■ THE DATA ■
###
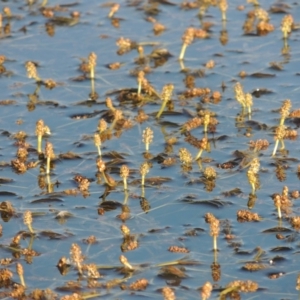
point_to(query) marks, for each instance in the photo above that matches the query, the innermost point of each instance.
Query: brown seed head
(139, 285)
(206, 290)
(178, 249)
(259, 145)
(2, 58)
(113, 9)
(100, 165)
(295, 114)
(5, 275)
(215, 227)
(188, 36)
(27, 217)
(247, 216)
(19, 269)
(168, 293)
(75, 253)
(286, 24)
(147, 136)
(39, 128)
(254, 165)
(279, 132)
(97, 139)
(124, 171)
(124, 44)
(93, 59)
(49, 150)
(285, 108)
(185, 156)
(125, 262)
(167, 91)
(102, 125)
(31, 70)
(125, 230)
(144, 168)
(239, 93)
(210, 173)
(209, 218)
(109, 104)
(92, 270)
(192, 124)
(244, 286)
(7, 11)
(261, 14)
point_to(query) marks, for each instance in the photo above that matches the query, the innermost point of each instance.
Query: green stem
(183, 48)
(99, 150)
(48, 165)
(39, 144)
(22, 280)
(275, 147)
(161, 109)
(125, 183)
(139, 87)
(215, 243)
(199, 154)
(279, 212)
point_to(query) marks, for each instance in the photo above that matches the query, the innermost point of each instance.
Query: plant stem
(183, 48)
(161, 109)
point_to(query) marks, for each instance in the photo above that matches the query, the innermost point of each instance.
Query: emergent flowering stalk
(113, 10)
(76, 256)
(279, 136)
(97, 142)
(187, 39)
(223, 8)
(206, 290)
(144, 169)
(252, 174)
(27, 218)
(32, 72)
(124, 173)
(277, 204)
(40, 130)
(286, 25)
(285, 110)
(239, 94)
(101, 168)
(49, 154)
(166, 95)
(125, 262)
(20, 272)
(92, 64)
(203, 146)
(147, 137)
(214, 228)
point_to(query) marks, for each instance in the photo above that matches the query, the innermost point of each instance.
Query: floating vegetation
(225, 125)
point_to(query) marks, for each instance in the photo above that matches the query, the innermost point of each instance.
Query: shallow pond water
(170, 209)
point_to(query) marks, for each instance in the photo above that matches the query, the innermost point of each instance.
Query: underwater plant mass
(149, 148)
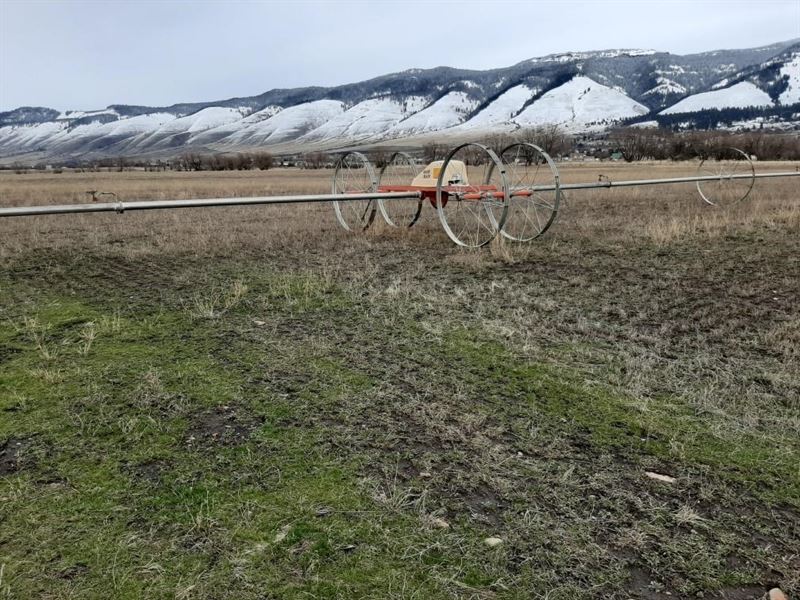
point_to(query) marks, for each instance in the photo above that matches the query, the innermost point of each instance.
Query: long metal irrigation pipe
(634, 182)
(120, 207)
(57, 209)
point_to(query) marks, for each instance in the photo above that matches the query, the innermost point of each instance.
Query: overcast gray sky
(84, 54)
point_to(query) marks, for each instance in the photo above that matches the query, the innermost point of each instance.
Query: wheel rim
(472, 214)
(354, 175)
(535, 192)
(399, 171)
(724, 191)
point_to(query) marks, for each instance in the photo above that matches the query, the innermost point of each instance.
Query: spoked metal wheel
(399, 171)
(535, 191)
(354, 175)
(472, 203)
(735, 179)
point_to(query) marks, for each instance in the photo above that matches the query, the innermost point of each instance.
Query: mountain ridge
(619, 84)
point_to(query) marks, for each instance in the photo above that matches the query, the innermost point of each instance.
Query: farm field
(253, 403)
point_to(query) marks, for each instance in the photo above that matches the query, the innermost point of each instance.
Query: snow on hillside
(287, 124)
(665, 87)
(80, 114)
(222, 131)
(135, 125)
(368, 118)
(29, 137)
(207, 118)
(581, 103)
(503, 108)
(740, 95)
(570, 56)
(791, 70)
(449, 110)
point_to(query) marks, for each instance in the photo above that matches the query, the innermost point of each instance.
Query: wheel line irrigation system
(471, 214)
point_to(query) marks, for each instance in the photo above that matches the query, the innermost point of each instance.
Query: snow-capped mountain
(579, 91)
###
■ EXERCISE DETAILS ■
Without including any pictures, print each record exactly.

■ RESPONSE BELOW ■
point_to(query) marks, for each instance in the photo above that matches the query, the innermost point of each instance.
Query: brown seed head
(139, 285)
(206, 290)
(178, 249)
(259, 145)
(2, 58)
(113, 9)
(100, 165)
(295, 114)
(5, 275)
(215, 227)
(188, 36)
(27, 217)
(247, 216)
(19, 269)
(168, 293)
(75, 253)
(286, 24)
(147, 136)
(39, 128)
(254, 165)
(279, 132)
(97, 139)
(124, 171)
(124, 44)
(93, 59)
(49, 150)
(285, 108)
(185, 156)
(125, 262)
(167, 91)
(102, 125)
(31, 70)
(125, 230)
(144, 168)
(239, 93)
(210, 173)
(209, 218)
(109, 104)
(92, 270)
(192, 124)
(244, 286)
(7, 11)
(261, 14)
point_to(query) marks, for each instance in the photo above that matches the query, the innermost point of each instance.
Query: green stem
(183, 48)
(99, 150)
(48, 165)
(39, 144)
(22, 280)
(275, 147)
(161, 109)
(125, 183)
(139, 87)
(215, 243)
(199, 154)
(279, 212)
point_to(query) marks, for each instance in the photo above that matches the query, the innermost point of each instance.
Query: plant stem
(183, 48)
(161, 109)
point_to(query) marks, for each instance in the photo above that matches the query, the innermost point of each instance.
Query: emergent flowering stalk
(113, 10)
(76, 256)
(279, 136)
(97, 142)
(187, 39)
(223, 8)
(206, 290)
(144, 169)
(252, 174)
(27, 218)
(32, 72)
(124, 173)
(277, 204)
(40, 130)
(286, 25)
(285, 110)
(239, 94)
(101, 168)
(49, 154)
(166, 95)
(125, 262)
(20, 272)
(92, 64)
(203, 146)
(147, 137)
(214, 228)
point_to(query) marks, for each instance in the photo above that matches the query, the innermost point of each instance.
Query: floating vegetation
(225, 125)
point_to(query) marks, for each instance in the photo above that matches the query, the innermost point of each instance.
Query: shallow pond water
(170, 209)
point_to(query) marks, for each instance in the photo above that matches the query, the innermost point of each instance.
Query: underwater plant mass
(149, 148)
point_to(query) marks, for each instance in the photo above that matches the query, the innermost point of each instance.
Query: long metal irrigation pipe
(634, 182)
(120, 207)
(57, 209)
point_to(query) marks, for each instance in the photo above that matches the query, the innermost point of each instance.
Query: overcast gray sky
(84, 54)
point_to(query) marks, for each instance in the photo above that matches the query, the innermost point of each instance.
Query: wheel rim
(472, 214)
(354, 175)
(535, 192)
(399, 171)
(724, 191)
point_to(query) marks, for each instance in the photo above that matches the query, the innermost point of each instance.
Query: spoked metal wheel
(399, 171)
(535, 191)
(354, 175)
(472, 203)
(735, 179)
point_to(query) marks, for each instance in the photo above that matches the query, the innermost point of each instance.
Query: mountain ridge
(619, 84)
point_to(query) marks, for each instance in the photo above that matches the query, the innermost point of each instance.
Query: farm field
(253, 403)
point_to(query) marks, for each instance in the photo above that matches the query, the innermost point of each instance.
Query: snow on hillside
(287, 124)
(665, 87)
(80, 114)
(222, 131)
(135, 125)
(368, 118)
(29, 137)
(207, 118)
(581, 103)
(503, 108)
(740, 95)
(570, 56)
(791, 70)
(449, 110)
point_to(query) marks, for each instance in the photo above that matches the query, the innermost point of each instance.
Query: wheel line irrigation system
(471, 214)
point_to(query) marks, for each instance in the photo above that matches the query, the innermost point of each instance.
Query: snow-capped mountain
(579, 91)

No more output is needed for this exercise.